THE REQUEST: Can you repeat only the material from its start up to and including the line with "[(239, 116)]", swapping "leaf litter" for "fallen foliage" and changing nothing else?

::: PROVIDED DATA

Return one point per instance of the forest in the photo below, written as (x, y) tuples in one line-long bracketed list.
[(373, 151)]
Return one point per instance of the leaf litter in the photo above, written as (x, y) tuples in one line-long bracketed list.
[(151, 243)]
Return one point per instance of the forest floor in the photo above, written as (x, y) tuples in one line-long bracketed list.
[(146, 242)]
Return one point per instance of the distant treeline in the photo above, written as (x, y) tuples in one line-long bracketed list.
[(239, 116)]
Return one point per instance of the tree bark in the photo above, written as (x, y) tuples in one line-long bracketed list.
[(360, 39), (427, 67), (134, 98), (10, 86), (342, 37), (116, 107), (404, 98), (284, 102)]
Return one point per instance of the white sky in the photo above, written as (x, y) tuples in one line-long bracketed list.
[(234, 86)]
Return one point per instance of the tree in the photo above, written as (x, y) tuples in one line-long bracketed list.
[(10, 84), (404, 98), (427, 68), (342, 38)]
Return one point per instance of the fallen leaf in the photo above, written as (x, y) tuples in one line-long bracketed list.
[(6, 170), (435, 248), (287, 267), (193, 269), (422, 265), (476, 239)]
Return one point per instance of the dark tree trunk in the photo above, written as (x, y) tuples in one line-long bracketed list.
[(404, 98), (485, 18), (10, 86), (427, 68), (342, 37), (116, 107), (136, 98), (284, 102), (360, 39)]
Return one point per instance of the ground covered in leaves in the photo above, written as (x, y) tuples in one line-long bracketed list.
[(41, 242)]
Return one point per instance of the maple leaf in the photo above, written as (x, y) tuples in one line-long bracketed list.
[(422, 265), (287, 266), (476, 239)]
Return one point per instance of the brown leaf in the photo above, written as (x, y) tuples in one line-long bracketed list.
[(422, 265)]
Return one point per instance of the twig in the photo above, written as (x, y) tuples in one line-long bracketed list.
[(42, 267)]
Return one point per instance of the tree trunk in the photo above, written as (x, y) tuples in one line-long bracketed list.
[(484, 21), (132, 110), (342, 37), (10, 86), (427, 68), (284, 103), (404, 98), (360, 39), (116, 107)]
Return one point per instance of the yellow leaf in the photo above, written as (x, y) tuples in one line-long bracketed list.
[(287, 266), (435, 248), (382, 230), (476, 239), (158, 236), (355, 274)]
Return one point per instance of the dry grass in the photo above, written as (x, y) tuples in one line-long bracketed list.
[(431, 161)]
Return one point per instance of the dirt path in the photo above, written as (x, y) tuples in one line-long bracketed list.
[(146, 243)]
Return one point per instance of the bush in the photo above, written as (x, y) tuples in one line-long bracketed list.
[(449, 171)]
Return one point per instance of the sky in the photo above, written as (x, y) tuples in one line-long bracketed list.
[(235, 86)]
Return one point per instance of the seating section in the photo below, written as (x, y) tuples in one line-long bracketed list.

::::::

ANSWER TO THIS PROBLEM:
Return one point per instance of the forest in the photo below, written as (x, y) tuples in one line-long bracketed list.
[(373, 151)]
Return one point per instance of the fallen foliage in the photo above, written as (x, y) tuples in one line-long bracketed list.
[(151, 243)]
Return one point per instance of the forest floor in the photo above, written as (x, y) tuples in one line-long bracketed list.
[(146, 242)]
Return one point per instance of the distant treeline in the photo above, written as (x, y) tuples in one line-long bracketed list.
[(239, 116)]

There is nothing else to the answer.